Object pointing dataset rows:
---+---

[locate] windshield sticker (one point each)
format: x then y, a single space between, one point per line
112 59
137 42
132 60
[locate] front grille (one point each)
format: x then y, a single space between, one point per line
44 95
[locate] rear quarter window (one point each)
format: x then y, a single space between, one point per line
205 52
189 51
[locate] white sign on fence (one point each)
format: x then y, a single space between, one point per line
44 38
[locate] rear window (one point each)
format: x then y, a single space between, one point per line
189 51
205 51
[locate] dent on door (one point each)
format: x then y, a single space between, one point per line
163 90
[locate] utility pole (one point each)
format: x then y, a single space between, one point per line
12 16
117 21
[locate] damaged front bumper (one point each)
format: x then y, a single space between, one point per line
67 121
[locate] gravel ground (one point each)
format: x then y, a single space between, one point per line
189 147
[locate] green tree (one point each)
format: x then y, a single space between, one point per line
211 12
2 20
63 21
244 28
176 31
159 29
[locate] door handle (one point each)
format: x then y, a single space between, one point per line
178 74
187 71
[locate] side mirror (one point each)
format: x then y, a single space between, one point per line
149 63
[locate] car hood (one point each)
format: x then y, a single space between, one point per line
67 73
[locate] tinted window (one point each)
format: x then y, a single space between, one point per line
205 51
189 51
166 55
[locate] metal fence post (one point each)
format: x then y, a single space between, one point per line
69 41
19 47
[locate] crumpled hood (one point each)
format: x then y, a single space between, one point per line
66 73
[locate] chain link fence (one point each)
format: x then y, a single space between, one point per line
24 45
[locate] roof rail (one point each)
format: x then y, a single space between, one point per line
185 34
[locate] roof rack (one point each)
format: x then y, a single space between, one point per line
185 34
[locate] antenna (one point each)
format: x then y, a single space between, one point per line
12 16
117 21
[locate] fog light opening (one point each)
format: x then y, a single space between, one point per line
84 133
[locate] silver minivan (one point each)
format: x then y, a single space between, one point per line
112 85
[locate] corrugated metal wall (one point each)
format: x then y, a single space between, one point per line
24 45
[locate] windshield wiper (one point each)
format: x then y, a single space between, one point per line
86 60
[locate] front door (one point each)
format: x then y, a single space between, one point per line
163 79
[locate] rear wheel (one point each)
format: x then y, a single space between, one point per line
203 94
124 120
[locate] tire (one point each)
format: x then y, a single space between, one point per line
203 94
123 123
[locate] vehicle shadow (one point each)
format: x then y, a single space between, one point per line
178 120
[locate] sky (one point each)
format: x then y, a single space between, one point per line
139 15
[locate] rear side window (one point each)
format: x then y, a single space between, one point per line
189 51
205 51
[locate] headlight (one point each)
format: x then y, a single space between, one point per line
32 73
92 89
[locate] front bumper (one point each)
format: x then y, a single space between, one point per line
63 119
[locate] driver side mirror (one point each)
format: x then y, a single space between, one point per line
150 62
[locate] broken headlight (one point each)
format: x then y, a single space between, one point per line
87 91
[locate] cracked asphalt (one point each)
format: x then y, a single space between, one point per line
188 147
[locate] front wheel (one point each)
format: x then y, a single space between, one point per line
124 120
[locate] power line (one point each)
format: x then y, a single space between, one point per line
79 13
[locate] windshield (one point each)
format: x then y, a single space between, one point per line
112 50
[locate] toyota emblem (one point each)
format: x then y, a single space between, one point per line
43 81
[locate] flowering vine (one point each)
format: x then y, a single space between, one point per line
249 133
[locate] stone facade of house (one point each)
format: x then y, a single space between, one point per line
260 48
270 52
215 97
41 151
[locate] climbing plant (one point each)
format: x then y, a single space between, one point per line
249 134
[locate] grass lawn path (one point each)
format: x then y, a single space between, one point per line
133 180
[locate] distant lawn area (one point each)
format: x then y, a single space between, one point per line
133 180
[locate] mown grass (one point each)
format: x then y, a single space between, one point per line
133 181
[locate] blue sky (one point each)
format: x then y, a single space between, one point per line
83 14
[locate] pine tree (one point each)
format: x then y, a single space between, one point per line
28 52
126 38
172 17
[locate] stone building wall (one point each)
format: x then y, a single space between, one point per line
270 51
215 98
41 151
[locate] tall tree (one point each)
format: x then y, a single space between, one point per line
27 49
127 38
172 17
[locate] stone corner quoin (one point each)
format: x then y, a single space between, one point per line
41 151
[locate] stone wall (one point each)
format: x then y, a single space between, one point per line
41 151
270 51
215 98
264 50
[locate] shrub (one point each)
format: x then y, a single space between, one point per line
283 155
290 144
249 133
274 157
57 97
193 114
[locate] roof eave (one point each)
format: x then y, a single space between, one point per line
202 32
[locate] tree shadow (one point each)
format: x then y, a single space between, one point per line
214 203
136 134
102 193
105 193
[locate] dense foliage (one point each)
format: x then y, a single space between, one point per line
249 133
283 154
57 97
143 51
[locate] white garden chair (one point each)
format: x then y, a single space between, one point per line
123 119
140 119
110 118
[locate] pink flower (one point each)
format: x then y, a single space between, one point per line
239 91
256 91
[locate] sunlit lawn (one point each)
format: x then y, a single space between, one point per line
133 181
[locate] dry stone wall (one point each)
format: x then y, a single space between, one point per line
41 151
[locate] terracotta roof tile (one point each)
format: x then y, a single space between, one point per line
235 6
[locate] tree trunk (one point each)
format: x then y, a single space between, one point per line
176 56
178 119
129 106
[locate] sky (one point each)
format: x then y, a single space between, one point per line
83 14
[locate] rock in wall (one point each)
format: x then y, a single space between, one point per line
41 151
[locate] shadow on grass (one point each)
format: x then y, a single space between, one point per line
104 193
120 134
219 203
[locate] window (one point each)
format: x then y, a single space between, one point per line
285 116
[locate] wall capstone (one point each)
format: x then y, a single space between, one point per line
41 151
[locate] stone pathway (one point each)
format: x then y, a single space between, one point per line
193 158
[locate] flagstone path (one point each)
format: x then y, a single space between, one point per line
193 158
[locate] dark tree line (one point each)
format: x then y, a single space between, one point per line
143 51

---+---

▸ Goal of the exercise:
Copy each line exactly, from the line containing "[locate] pink flower (one point each)" down to the last line of the material, and no other lines.

▸ Output:
[locate] pink flower (one point each)
format: x then y, a single space between, one point per line
239 91
256 91
[locate] sunlit lawn (one point each)
format: x then y, a single space between, one point per line
133 181
[locate] dry stone wall (one point each)
format: x then y, a single space between, one point per line
41 151
[locate] terracotta roof tile (one point each)
format: x then y, a single space between, one point per line
235 6
[locate] tree trunk (one point each)
format: x then y, a single space between, one point per line
176 56
178 119
129 106
[locate] sky (one point each)
format: x then y, a single space between, one point per line
83 14
[locate] rock in wall (one point each)
format: x then y, a single space between, one point per line
41 151
[locate] shadow on grass (one point each)
format: x then y, a single space between, one point per line
104 193
120 134
219 203
[locate] window (one point each)
format: x then y, a single space between, one point per line
285 116
[locate] wall capstone (one point each)
format: x then y, a single space between, one point per line
41 151
[locate] stone pathway (one point each)
format: x then y, a single space between, one point per line
193 158
[locate] flagstone path (one point each)
format: x then y, a single space between, one point per line
193 158
[locate] dark tree line (one point each)
format: x then y, a single space between, one point per line
143 51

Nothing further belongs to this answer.